• [Text to read]:
Begin

# Project mare (OTTB) please talk me out of this.



## jaydee (May 10, 2012)

Is she already showing any talent for something competitive?
If not she'll just be a considered a trail horse and likely won't produce much return for your outlay


----------



## lostastirrup (Jan 6, 2015)

jaydee said:


> Is she already showing any talent for something competitive?
> If not she'll just be a considered a trail horse and likely won't produce much return for your outlay


Thank you. I'd put a dressage foundation on her and maybe introduce her to fences.. she's been off the track since August, and put out to pasture since. I really shouldn't. Especially on this side of the Mississippi in the land of cow horses.

The other problem is that selling horses in the winter sucks so I'd have to keep her at least through May. And my trailer isn't very big, it fits my Arab, but I don't think a TB would be a good idea.


----------



## Knave (Dec 16, 2015)

She seems to toe out in front. Bones toes out, and it is an actual issue. He interferes in the front, and I have to keep him barefoot and rasped down short. Even with that he requires constant booting for riding. 

It didn’t show up really until it did. He blew that front leg up huge. A vet misdiagnosed it as a torn suspensory... eventually it was figured out. All that just to say I wouldn’t buy a horse who ties out in their fronts.


----------



## lostastirrup (Jan 6, 2015)

Knave said:


> She seems to toe out in front. Bones toes out, and it is an actual issue. He interferes in the front, and I have to keep him barefoot and rasped down short. Even with that he requires constant booting for riding.
> 
> It didn’t show up really until it did. He blew that front leg up huge. A vet misdiagnosed it as a torn suspensory... eventually it was figured out. All that just to say I wouldn’t buy a horse who ties out in their fronts.



Thank you. I needed that. Sound is essential.


----------



## Avna (Jul 11, 2015)

I'm not a huge fan of her butt myself. She needs more butt and less back. She's a nice horse though; I see why you are interested. She would be great if you actually wanted and needed a horse of her type, had a place to work her through the winter, and the time to do so. Selling a green TB in Montana in midwinter? You'd have trouble doing that in Maryland. 

Maybe @boots knows somebody looking for a polo pony?


----------



## PoptartShop (Jul 25, 2010)

I'm a sucker for OTTB's myself (my girl is a bay too!), but you have to think logically & realistically about this.
How old is she? If she's been put out to pasture since August, she may need a restart, and a lot of groundwork/time/etc. Will you be able to provide that for her? Not to mention feed, whatever else she needs...yes, the farrier, vet check (if you decide to get one), teeth floated if she needs that, etc...I am not a huge fan of her feet, but they aren't the worst I've seen either.

It may be tempting, but not sure if it's the best thing for you right now. Especially considering you may not even be able to sell her that fast.

I agree with @Avna (I live in MD!) - would definitely be difficult.


----------



## lostastirrup (Jan 6, 2015)

Avna said:


> I'm not a huge fan of her butt myself. She needs more butt and less back. She's a nice horse though; I see why you are interested. She would be great if you actually wanted and needed a horse of her type, had a place to work her through the winter, and the time to do so. Selling a green TB in Montana in midwinter? You'd have trouble doing that in Maryland.

End

• [Exercises]:
- a) In the forum thread about the off-track mare, what did a vet first misdiagnose Bones's swollen front leg as?
- b) Pick up the forum thread about the off-track mare where it stops, and continue it.

• [Given information]:
Begin

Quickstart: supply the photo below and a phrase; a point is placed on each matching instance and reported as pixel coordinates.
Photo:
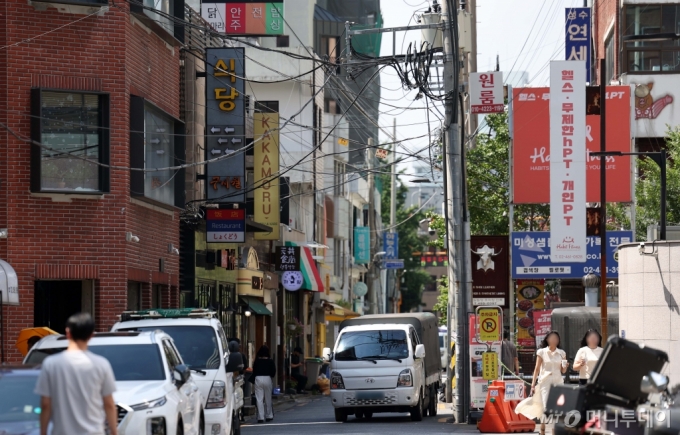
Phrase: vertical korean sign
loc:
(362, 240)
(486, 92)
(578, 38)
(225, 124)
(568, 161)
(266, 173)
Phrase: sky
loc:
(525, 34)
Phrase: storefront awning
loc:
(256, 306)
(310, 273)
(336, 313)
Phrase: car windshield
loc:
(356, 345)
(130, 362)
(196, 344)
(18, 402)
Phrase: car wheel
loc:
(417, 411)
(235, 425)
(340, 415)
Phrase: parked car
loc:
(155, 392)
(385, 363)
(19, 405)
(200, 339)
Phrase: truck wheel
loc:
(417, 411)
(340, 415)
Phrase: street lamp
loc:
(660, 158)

End
Begin

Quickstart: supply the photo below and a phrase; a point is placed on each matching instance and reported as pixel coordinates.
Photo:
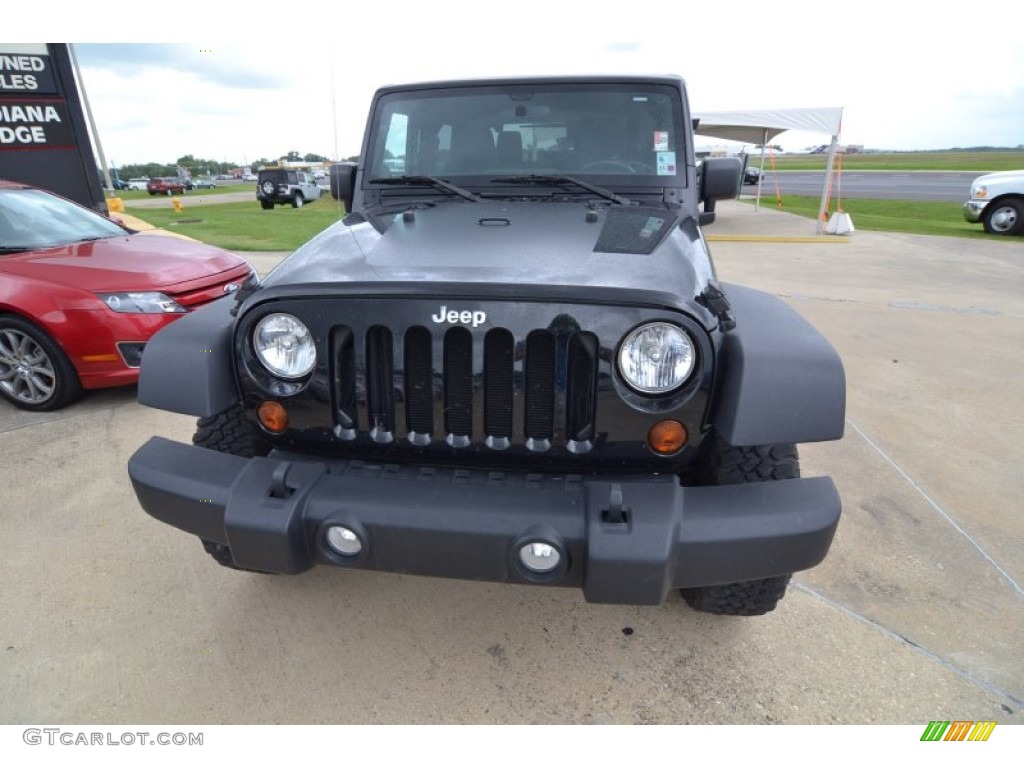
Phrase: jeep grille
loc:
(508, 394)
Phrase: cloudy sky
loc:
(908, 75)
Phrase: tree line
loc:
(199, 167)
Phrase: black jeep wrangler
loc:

End
Begin

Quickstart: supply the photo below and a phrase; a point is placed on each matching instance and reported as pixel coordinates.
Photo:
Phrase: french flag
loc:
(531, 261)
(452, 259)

End

• [Written responses]:
- a) A torn suspensory.

- b)
> 
> Maybe @boots knows somebody looking for a polo pony?



I kinda thought she just needed calories and topline. Long in the back seems typical for ottbs and more so for mares, I like her size, but I see what @Knave says, and that should be enough. I like riding and making performance horses- even if I do like them solid for trails and whatever else, so they need to be sound and a PPE for her would involve x-rays. Her lines aren't bad, I don't like how linebred she is, but there's some good names in there. 

I guess on the plus side my boyfriend (sent him photos) is egging me to get her because he knows I love the green beans and love a project, so if I can't have the horse at least I know I have a solid man.


----------



## lostastirrup (Jan 6, 2015)

PoptartShop said:


> I'm a sucker for OTTB's myself (my girl is a bay too!), but you have to think logically & realistically about this.
> How old is she? If she's been put out to pasture since August, she may need a restart, and a lot of groundwork/time/etc. Will you be able to provide that for her? Not to mention feed, whatever else she needs...yes, the farrier, vet check (if you decide to get one), teeth floated if she needs that, etc...I am not a huge fan of her feet, but they aren't the worst I've seen either.
> 
> It may be tempting, but not sure if it's the best thing for you right now. Especially considering you may not even be able to sell her that fast.
> ...


I'm capable of the groundwork and the restart, im at a good facility to do it in. And well, she certainly wouldn't be my first rodeo (I start colts on the weekends when school isn't terrible). the biggest issues are: reselling her in MT, and dealing with the vet work that she'd probably need at the outset. So I'm not going to call on her, but, now I'm hungry for a project. **** me.


----------



## SilverMaple (Jun 24, 2017)

A good friend of mine rehabs TBs. I showed her your mare when she stopped over to borrow a saddle. She said "cute mare, but those forelegs would be a dealbreaker for a sporthorse. She's worth about what they're asking for her, even with training." So basically, if you want this mare for your personal pleasure horse, go for it. But don't buy her with the intention to flip. You'll have way more into her than she's worth by the time spring comes around. I'm not a fan of her hind end or rear legs, either.


Also, bear in mind that a lot of people steer clear of Storm Cat in the pedigree. That's a strike against her for a lot of buyers. There are some nice OTTBs out there if you keep looking-- ones with good bone built like sprinters are quite marketable as barrel horses, too. In your area, that's the direction I would take unless you can find one with super legs and the build of the classic old-style TBs to market as an event horse.


----------



## lostastirrup (Jan 6, 2015)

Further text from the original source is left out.